## [Записи аннотаций для детекции]
▬▬▬

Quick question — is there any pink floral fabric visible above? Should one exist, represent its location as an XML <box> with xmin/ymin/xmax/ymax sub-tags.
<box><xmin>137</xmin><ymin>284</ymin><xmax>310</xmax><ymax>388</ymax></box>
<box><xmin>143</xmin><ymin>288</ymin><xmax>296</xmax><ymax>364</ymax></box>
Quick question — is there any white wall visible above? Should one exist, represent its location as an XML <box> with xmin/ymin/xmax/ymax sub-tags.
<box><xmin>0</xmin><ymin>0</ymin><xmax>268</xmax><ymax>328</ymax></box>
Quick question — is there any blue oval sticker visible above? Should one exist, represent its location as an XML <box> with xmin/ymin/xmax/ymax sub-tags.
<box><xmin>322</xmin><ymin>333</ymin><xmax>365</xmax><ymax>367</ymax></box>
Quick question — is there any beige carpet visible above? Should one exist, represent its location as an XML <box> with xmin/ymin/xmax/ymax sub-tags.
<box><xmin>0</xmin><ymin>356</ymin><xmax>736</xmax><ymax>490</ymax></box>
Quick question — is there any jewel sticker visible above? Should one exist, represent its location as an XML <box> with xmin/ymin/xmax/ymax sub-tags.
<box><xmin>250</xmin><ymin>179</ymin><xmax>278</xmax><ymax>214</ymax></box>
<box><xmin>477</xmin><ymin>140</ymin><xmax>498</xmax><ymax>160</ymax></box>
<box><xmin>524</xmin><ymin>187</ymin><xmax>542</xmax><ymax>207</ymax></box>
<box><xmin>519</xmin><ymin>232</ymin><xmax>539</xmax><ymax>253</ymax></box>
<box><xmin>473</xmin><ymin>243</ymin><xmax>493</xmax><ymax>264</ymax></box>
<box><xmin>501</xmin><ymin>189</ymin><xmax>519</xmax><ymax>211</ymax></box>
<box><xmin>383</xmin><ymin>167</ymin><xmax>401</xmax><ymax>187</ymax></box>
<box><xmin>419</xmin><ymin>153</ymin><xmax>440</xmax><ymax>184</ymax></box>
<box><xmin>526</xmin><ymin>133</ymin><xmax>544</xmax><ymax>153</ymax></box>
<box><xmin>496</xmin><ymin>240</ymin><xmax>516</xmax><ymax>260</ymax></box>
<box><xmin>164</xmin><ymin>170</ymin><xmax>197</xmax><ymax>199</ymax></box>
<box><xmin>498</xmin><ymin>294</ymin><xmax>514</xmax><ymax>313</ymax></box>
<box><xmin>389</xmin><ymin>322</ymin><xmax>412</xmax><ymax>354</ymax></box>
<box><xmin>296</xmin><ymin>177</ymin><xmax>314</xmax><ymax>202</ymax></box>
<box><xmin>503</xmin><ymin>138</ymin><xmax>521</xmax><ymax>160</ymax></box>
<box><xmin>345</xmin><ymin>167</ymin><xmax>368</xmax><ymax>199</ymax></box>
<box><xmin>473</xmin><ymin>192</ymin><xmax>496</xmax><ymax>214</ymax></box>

▬▬▬

## [Задание]
Соберите из записей выше все строки, где встречается слово «sticker», и перепишите их без изменений. Регистр букв учитывается.

## [Ответ]
Quick question — is there any blue oval sticker visible above? Should one exist, represent its location as an XML <box> with xmin/ymin/xmax/ymax sub-tags.
Quick question — is there any jewel sticker visible above? Should one exist, represent its location as an XML <box> with xmin/ymin/xmax/ymax sub-tags.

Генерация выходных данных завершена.